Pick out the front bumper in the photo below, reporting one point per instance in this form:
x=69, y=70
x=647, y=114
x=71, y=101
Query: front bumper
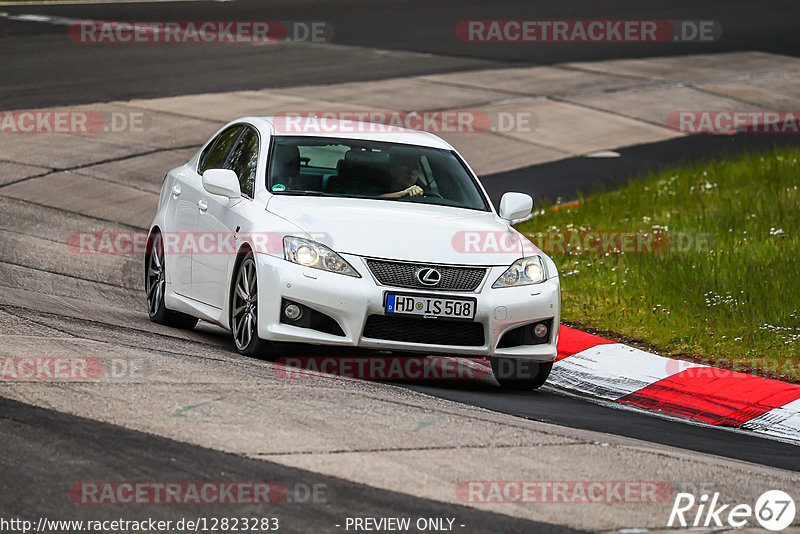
x=350, y=301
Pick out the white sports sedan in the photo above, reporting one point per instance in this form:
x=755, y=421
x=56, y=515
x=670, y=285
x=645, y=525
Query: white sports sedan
x=350, y=234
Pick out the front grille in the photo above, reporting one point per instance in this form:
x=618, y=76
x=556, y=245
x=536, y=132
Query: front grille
x=399, y=274
x=427, y=331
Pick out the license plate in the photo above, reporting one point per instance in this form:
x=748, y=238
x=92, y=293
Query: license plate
x=430, y=306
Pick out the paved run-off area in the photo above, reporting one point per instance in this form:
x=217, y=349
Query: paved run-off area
x=192, y=386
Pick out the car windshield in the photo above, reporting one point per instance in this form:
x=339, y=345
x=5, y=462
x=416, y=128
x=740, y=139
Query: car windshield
x=371, y=169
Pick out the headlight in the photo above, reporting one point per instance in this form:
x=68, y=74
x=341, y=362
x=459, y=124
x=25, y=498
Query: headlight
x=316, y=255
x=523, y=272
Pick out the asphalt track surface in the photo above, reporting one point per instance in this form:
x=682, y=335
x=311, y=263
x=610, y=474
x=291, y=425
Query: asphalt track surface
x=372, y=40
x=65, y=449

## EXERCISE DIRECTIONS
Can you copy all of the material above word for word, leaving out the picture?

## TASK OUTPUT
Pick out the front bumper in the photo below, reporting one point per instance in this form:
x=69, y=70
x=647, y=114
x=71, y=101
Query: front bumper
x=350, y=301
Pick out the white sports sedan in the photo above, reporting one point per instance in this form:
x=755, y=421
x=56, y=515
x=670, y=285
x=645, y=525
Query: white sports sedan
x=350, y=234
Pick out the front grille in the photo above, reporting one point per instance in this form:
x=618, y=76
x=556, y=245
x=536, y=132
Query: front grille
x=399, y=274
x=427, y=331
Pick out the license plate in the photo above, reporting one point per instance in this form:
x=748, y=238
x=92, y=293
Query: license plate
x=430, y=306
Pick out the paved run-off area in the photo above, reporting one point per instance in this form:
x=217, y=349
Query: paved run-off area
x=192, y=386
Pick out the car windshield in the photo above, reporting one point per instance in this form:
x=339, y=345
x=5, y=462
x=416, y=128
x=740, y=139
Query: car windshield
x=371, y=169
Pick out the headlight in the photo above, reporting one point per instance in this form:
x=68, y=74
x=341, y=362
x=459, y=124
x=25, y=498
Query: headlight
x=316, y=255
x=523, y=272
Pick out the asphalt track surface in the photo above, reporting one point per instance in this form:
x=682, y=335
x=311, y=263
x=610, y=474
x=291, y=425
Query: asphalt track surface
x=372, y=40
x=65, y=449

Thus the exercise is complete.